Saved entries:
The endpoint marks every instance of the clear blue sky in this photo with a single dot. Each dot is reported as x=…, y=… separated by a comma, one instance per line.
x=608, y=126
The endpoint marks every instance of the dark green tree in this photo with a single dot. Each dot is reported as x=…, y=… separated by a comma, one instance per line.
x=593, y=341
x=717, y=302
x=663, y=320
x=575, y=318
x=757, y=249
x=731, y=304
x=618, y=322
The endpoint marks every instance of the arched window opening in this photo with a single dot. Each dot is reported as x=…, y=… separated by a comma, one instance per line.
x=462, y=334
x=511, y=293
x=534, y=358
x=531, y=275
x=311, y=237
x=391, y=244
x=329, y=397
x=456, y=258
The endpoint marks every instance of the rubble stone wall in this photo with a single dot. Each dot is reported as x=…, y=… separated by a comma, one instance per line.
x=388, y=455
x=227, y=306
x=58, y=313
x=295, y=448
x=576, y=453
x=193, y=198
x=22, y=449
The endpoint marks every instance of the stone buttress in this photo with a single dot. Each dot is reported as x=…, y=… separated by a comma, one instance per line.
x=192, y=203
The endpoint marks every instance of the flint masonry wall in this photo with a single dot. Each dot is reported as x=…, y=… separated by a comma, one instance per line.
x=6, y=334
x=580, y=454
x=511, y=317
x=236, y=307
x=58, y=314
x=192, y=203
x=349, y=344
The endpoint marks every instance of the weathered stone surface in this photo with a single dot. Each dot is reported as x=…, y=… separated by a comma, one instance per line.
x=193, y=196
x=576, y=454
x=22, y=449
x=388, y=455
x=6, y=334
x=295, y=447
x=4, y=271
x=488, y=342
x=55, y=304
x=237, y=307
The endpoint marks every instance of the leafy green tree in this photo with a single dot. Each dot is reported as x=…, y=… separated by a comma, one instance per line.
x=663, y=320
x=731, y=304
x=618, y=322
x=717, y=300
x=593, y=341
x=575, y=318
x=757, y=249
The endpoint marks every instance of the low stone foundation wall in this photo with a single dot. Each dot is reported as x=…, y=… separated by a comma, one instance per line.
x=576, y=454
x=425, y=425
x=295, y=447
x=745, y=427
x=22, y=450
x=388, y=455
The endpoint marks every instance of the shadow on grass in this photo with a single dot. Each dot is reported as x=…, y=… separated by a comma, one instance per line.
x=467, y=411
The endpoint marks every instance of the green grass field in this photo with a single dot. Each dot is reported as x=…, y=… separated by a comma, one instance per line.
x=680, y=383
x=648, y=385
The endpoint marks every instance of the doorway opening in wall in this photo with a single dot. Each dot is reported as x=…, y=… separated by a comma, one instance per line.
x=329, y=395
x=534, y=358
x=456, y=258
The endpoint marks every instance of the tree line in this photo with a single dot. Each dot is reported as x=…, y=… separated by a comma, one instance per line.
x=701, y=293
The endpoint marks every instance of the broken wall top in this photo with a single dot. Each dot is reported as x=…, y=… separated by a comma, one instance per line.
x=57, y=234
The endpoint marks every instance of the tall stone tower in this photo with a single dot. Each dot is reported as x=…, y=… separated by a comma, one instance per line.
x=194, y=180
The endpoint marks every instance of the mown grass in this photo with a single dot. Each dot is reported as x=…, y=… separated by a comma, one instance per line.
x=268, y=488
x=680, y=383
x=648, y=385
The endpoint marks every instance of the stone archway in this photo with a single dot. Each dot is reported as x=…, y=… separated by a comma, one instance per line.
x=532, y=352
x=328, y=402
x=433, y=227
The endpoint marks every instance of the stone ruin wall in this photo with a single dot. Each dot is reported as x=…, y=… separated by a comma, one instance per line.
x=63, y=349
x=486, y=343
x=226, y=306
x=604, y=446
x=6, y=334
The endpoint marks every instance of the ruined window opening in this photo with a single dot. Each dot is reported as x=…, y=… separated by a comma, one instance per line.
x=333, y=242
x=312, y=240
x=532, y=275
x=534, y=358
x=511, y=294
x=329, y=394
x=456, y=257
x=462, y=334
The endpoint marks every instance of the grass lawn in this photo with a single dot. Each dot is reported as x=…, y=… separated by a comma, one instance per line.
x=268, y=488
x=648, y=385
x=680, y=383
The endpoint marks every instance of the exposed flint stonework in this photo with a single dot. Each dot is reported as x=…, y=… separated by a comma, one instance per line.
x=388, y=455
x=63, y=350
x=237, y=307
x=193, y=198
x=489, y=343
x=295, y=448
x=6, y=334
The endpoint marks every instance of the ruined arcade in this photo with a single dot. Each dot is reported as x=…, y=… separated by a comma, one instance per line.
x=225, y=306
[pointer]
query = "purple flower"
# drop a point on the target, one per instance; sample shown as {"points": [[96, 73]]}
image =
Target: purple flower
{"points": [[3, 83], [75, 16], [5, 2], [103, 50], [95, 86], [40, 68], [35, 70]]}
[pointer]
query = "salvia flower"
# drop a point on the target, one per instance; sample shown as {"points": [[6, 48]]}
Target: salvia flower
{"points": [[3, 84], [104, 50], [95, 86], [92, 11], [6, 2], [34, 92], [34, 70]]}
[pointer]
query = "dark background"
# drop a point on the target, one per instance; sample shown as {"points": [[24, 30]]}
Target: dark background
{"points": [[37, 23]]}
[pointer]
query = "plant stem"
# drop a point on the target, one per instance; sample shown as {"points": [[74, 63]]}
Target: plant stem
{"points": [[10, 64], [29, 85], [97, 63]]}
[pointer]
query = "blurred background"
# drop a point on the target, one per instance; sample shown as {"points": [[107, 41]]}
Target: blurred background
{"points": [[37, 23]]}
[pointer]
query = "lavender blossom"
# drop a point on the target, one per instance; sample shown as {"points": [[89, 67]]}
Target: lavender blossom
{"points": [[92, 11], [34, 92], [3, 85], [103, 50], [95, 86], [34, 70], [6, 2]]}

• [Try it]: A full, exact copy of the entries is required. Return it.

• [Finished exercise]:
The endpoint marks every instance of the clear blue sky in this photo with a single dot. Each dot is reported as x=…, y=… separated by a comma, one instance per line.
x=608, y=126
The endpoint marks every instance of the dark green tree in this photo with a single dot. Each dot is reported as x=…, y=… separated by a comma, one instance per line.
x=593, y=341
x=717, y=302
x=663, y=320
x=575, y=318
x=757, y=249
x=731, y=304
x=618, y=322
The endpoint marks every instance of the arched window opening in this photo with a single dot. Each dot is reported as x=…, y=… separated by a comma, one instance per line.
x=462, y=334
x=511, y=293
x=534, y=358
x=531, y=275
x=311, y=237
x=391, y=244
x=329, y=397
x=456, y=258
The endpoint marks every instance of the rubble stone wall in this photo with a single dot. Each dot is reported as x=…, y=… separated by a comma, one instance per line.
x=388, y=455
x=227, y=306
x=58, y=313
x=295, y=448
x=576, y=453
x=193, y=198
x=22, y=449
The endpoint marks every instance of the stone buttress in this photo with a single dot. Each dot is reported as x=…, y=… separated by a comma, one instance per line.
x=192, y=203
The endpoint marks every instance of the flint masonry wall in this photo with a single dot. Each dot is reported as x=…, y=… separated by a comma, one instance per line.
x=6, y=334
x=580, y=454
x=511, y=317
x=236, y=307
x=58, y=314
x=192, y=203
x=349, y=344
The endpoint marks every instance of the weathered stone surface in this photo with a single dot. Each dot is reported as x=…, y=… separated by a comma, one instance per line.
x=193, y=196
x=576, y=454
x=22, y=449
x=388, y=455
x=6, y=334
x=295, y=447
x=4, y=271
x=488, y=342
x=55, y=304
x=237, y=307
The endpoint marks every instance of the leafy green tree in this photo with a single dot. Each dot is reported as x=…, y=… separated by a comma, one instance per line.
x=663, y=320
x=731, y=304
x=618, y=322
x=717, y=300
x=593, y=341
x=575, y=318
x=757, y=249
The endpoint marks every instance of the low stone foundation wall in this photo with a single dot. Each dot is reported as x=…, y=… separated by a comma, one instance per line.
x=576, y=454
x=425, y=425
x=295, y=447
x=745, y=427
x=22, y=450
x=388, y=455
The endpoint marks every instance of the shadow on grass in this photo with a single dot. Each dot is reported as x=…, y=… separated by a comma, one instance per line.
x=467, y=411
The endpoint marks every instance of the green grass field in this photo with a single dot. Each dot is reported as x=…, y=… separated by a comma, one instance per line.
x=680, y=383
x=648, y=385
The endpoint marks every instance of the doorway opening in wall in this photo with a single dot. Each dot is reported as x=…, y=… separated by a comma, one instance per line.
x=329, y=395
x=534, y=358
x=456, y=258
The endpoint marks every instance of the tree line in this photo with a single dot. Each dot is reported as x=…, y=… separated by a comma, one instance per line.
x=701, y=293
The endpoint marks every instance of the broken wall top in this photo with a single dot. Each dot is reported as x=…, y=… separated by a comma, one instance per line.
x=57, y=234
The endpoint marks every instance of the tall stone tower in this photo with a single dot. Each dot is reported as x=…, y=… separated by a comma, one instance per line.
x=194, y=180
The endpoint marks every instance of the mown grass in this photo with a single dot. Each dot is reported as x=…, y=… separated by a comma, one instance per line.
x=268, y=488
x=680, y=383
x=648, y=385
The endpoint marks every instance of the stone archway in this photo with a single dot. Each dot is reported as x=…, y=… separated by a comma, one instance per line.
x=532, y=352
x=328, y=402
x=433, y=227
The endpoint marks every instance of the stone ruin wall in this photo with a single dot. Each dot is reported as x=…, y=… separated by a comma, one instance per line.
x=63, y=349
x=486, y=343
x=226, y=306
x=604, y=446
x=6, y=334
The endpoint marks every instance of the ruined window opening in this photo with a single dot. Each dot is reported as x=…, y=… separated by a comma, one instance per line.
x=333, y=242
x=312, y=240
x=532, y=275
x=534, y=358
x=511, y=294
x=329, y=394
x=456, y=257
x=462, y=334
The endpoint marks every instance of the grass lawn in this photo with a single dot. Each dot is reported as x=…, y=… separated by a comma, one instance per line.
x=268, y=488
x=648, y=385
x=680, y=383
The endpoint marks every instance of the exposed flint stonework in this photo with a single dot. Each dot is reported as x=…, y=… separated by a comma, one instance per line.
x=388, y=455
x=63, y=350
x=237, y=307
x=193, y=198
x=489, y=343
x=295, y=448
x=6, y=334
The endpoint marks every instance of the ruined arcade in this photo with a single dot. Each dot is reported as x=…, y=… separated by a comma, one instance per line.
x=225, y=306
[pointer]
query = "purple flower"
# drop a point on the target, one per instance; sample shown as {"points": [[96, 73]]}
image =
Target: purple flower
{"points": [[3, 83], [75, 16], [5, 2], [103, 50], [95, 86], [40, 68], [35, 70]]}
[pointer]
query = "salvia flower"
# drop a point on the target, one per instance; sample shown as {"points": [[6, 48]]}
Target: salvia flower
{"points": [[3, 84], [104, 50], [95, 86], [92, 11], [6, 2], [34, 92], [34, 70]]}
[pointer]
query = "dark background"
# drop a point on the target, one per instance; sample shown as {"points": [[24, 30]]}
Target: dark background
{"points": [[37, 23]]}
[pointer]
query = "plant stem"
# drop a point on the target, one per instance; sample shown as {"points": [[74, 63]]}
Target: plant stem
{"points": [[10, 64], [29, 85], [97, 63]]}
[pointer]
query = "blurred background"
# drop a point on the target, one per instance; sample shown as {"points": [[107, 41]]}
Target: blurred background
{"points": [[37, 23]]}
[pointer]
query = "lavender blossom"
# drop a point on the target, one per instance; sample shown as {"points": [[89, 67]]}
Target: lavender blossom
{"points": [[92, 11], [34, 92], [3, 85], [103, 50], [95, 86], [34, 70], [6, 2]]}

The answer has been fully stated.